> [THE TASK] Please rewrite the records from the line containing "If you could drop a marker on the man" through the end of the records, replacing "leather boot" with "riding boot" and keeping everything else the same.

☆ ☆ ☆ ☆ ☆ ☆ ☆

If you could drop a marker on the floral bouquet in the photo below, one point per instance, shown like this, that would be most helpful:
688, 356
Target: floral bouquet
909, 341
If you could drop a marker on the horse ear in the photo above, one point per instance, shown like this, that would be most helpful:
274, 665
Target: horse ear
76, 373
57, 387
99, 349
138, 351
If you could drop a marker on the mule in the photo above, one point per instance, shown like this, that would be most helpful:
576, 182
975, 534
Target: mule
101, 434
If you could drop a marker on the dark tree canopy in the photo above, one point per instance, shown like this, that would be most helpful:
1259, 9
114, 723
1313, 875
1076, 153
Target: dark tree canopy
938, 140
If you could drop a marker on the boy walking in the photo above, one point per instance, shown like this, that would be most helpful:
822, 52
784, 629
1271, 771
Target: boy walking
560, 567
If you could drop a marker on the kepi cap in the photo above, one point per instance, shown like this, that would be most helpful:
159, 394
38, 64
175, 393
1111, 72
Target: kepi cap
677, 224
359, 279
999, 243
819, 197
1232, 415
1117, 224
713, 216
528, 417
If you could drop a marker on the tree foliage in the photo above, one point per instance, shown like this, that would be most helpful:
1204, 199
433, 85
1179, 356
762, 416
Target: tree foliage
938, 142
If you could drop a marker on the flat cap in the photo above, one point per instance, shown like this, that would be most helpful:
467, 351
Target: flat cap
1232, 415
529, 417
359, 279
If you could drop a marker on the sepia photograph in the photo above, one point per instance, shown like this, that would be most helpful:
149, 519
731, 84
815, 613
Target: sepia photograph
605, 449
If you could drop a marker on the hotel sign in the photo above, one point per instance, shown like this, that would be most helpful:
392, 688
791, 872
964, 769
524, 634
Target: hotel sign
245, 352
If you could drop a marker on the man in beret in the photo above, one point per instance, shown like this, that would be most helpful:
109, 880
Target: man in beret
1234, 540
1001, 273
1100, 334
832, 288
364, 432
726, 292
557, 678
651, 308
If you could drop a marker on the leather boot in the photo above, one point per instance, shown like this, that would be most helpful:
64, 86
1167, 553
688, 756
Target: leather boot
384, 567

☆ ☆ ☆ ☆ ☆ ☆ ☆

> [SOLVED PROBLEM]
If you could drop a marker on the man in beret in the photo above, one point per instance, shown like this, that would be most helpful:
109, 880
Target: man in beret
1234, 540
1001, 273
1100, 334
832, 288
364, 432
726, 292
557, 678
651, 308
If you could drop a marker on the riding boot in the photo above, one point per instance, shown like this, that would be most helpful:
64, 86
1167, 553
688, 756
Target: riding boot
384, 567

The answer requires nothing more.